> _THE REQUEST_
Retype, word for word, the part of the post on IETF meeting locations that runs from "Speaking personally, I'm" up to and including "show up f2f.".

> _ARTICLE_
○ ○ ○ ○ ○ ○ ○

Independent of the specific concerns, complaints, and general
whining about particular venues or choices, the thing I, and
apparently others, have heard most consistently in recent
years involves people in the community saying "we should
reprioritize so-and-so" and the IAOC or meetings committee
responding "can't do that because we are working three years
out".

No, I hope not. What you have heard (or should have heard) is
that  there are incompatible requirements, kind of like the
"cheap, fast,  reliable, pick two!" joke. So every choice has
a set of consequences  and there is no such thing as a perfect
choice.

Speaking personally, I'm less upset about the particular choices
than many others seem to be.  That is in part because, as you
have perhaps noticed, I am increasingly weighing how much I
really need to go to a particular meeting and deciding against
it.  As an example, an implication of that is that I can look at
the specifics of the BA hotel debate and handling from the safe
distance of knowing that the odds of my making that trip were
very low before that situation made the aggravation and/or costs
higher.  Maybe that is good for the IETF on balance, even (or
especially) if it makes me less likely to volunteer for roles
that would require me to show up f2f.

I also understand the special circumstances, but, while 1-1-1
has been repeated several times lately, Honolulu is not "North
America" (especially in an environment in which Vancouver has
been presented as "Asia-Pacific") and Honolulu, Dallas, Prague,
Yokohama, Buenos Aires, Berlin, Seoul doesn't look a lot like
1-1-1.   So maybe 1-1-1 is now interpreted as "Western
Hemisphere, Europe, East Asia" but, when I compare the airfares
I can use (remember I've got some special requirements in that
area) to BA to those to Tokyo, there is a less than 10%
difference so one of the goals of 1-1-1, to balance the costs
becomes meaningless, at least over that 2+ year period.

○ ○ ○ ○ ○ ○ ○

> _DATASET EXCERPTS_
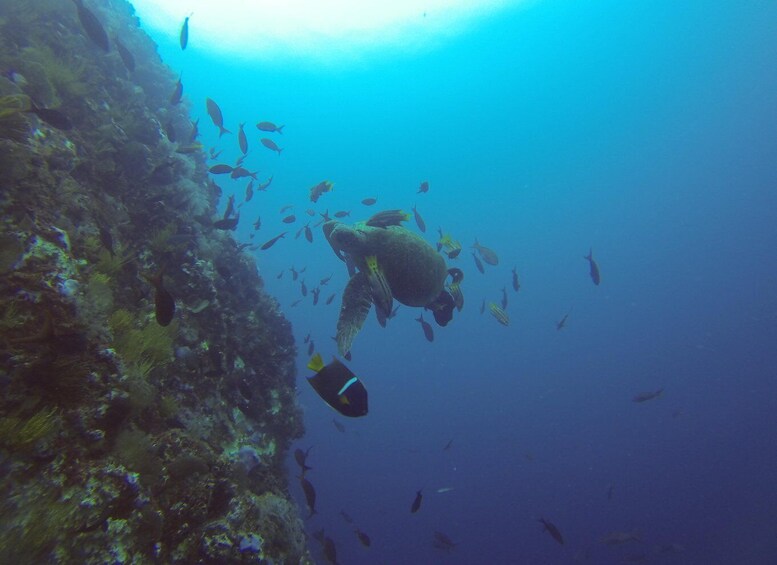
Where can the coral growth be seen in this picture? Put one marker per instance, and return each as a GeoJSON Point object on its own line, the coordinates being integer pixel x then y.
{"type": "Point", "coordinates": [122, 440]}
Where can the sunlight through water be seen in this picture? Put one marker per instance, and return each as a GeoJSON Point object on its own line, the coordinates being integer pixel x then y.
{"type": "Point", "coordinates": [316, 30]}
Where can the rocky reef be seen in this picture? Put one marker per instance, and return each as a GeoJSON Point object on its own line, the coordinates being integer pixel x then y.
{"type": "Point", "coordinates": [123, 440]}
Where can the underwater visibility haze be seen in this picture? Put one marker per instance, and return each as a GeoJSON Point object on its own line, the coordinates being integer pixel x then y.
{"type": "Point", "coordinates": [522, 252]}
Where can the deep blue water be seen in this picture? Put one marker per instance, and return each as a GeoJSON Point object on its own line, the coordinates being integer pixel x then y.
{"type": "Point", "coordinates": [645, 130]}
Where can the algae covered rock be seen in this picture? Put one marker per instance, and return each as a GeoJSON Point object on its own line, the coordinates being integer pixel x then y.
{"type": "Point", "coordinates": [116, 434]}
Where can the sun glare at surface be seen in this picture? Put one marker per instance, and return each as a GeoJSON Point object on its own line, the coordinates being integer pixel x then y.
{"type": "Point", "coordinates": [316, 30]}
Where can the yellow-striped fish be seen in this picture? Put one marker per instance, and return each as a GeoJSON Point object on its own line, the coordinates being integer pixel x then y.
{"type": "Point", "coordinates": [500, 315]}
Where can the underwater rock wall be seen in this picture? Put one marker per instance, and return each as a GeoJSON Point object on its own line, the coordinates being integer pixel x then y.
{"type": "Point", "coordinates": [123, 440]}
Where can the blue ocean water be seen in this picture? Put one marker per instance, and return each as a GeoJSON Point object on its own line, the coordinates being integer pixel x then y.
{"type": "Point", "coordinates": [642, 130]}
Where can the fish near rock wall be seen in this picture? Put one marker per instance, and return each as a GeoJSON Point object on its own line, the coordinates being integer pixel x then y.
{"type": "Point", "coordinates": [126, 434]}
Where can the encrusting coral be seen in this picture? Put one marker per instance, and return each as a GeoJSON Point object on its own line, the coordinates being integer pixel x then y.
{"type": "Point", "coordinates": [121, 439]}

○ ○ ○ ○ ○ ○ ○

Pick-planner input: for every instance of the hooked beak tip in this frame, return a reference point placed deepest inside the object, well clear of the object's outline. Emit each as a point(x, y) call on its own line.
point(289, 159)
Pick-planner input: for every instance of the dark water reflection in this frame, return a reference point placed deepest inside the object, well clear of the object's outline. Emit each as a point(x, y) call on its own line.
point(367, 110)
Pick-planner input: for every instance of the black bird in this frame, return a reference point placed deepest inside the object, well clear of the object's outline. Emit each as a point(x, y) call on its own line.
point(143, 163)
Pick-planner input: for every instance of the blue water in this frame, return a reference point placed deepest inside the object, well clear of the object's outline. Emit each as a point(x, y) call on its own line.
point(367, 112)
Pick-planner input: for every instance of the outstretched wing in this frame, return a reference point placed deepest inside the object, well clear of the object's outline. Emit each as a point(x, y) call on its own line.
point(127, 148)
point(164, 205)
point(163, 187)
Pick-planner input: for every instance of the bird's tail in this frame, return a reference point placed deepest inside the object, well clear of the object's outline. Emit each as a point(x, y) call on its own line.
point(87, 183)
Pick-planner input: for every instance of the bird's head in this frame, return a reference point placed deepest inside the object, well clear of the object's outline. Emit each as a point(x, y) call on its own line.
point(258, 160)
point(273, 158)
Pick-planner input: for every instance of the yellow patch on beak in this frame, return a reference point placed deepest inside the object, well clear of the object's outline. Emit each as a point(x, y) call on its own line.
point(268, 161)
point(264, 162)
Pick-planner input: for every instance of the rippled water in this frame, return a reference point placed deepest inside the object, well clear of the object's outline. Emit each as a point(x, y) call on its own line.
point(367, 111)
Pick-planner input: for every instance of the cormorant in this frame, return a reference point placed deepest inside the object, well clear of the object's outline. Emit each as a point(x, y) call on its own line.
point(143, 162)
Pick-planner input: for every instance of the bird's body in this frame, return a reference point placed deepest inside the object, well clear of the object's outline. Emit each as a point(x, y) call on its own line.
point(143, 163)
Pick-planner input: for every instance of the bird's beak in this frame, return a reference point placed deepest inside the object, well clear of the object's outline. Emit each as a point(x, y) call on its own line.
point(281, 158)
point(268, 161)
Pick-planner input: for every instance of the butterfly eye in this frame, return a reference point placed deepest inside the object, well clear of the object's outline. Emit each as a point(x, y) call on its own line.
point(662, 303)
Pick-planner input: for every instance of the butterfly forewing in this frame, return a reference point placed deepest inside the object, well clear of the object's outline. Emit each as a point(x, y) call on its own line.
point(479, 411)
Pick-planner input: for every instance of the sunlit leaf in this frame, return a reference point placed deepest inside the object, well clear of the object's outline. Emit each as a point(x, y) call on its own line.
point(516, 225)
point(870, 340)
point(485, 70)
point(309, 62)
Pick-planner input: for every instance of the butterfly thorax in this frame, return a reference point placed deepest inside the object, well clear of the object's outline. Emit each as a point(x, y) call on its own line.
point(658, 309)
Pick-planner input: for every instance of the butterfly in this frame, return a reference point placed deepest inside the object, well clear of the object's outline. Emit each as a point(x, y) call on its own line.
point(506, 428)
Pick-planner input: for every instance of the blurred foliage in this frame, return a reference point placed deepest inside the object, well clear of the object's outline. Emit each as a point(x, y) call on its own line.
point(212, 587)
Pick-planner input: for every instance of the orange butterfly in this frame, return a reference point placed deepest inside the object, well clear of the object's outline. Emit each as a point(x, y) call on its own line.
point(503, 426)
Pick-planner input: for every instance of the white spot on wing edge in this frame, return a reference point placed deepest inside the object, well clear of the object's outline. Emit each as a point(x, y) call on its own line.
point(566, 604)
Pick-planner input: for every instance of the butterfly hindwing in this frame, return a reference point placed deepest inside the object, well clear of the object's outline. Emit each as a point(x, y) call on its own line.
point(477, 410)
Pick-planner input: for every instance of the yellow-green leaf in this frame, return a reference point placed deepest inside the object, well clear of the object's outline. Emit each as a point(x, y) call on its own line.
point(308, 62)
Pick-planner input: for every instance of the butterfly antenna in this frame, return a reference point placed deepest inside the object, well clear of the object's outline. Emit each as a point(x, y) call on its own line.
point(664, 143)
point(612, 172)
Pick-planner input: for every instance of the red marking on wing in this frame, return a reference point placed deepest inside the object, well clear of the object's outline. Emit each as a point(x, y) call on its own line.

○ ○ ○ ○ ○ ○ ○

> _RESULT OF THE EXERCISE_
Speaking personally, I'm less upset about the particular choices
than many others seem to be.  That is in part because, as you
have perhaps noticed, I am increasingly weighing how much I
really need to go to a particular meeting and deciding against
it.  As an example, an implication of that is that I can look at
the specifics of the BA hotel debate and handling from the safe
distance of knowing that the odds of my making that trip were
very low before that situation made the aggravation and/or costs
higher.  Maybe that is good for the IETF on balance, even (or
especially) if it makes me less likely to volunteer for roles
that would require me to show up f2f.